* [EXTRACTED MATERIAL]:
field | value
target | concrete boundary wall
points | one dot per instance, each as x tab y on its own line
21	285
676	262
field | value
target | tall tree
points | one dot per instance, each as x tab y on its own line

* [PROBLEM REQUIREMENTS]:
Copy all of the items above verbatim, keeping every line and value unchanged.

* [THE REPLY]:
field | value
target | concrete boundary wall
points | one dot per instance, each as x tab y on its own line
21	285
676	262
field | value
target | tall tree
points | one dot per instance, each as x tab y on its own line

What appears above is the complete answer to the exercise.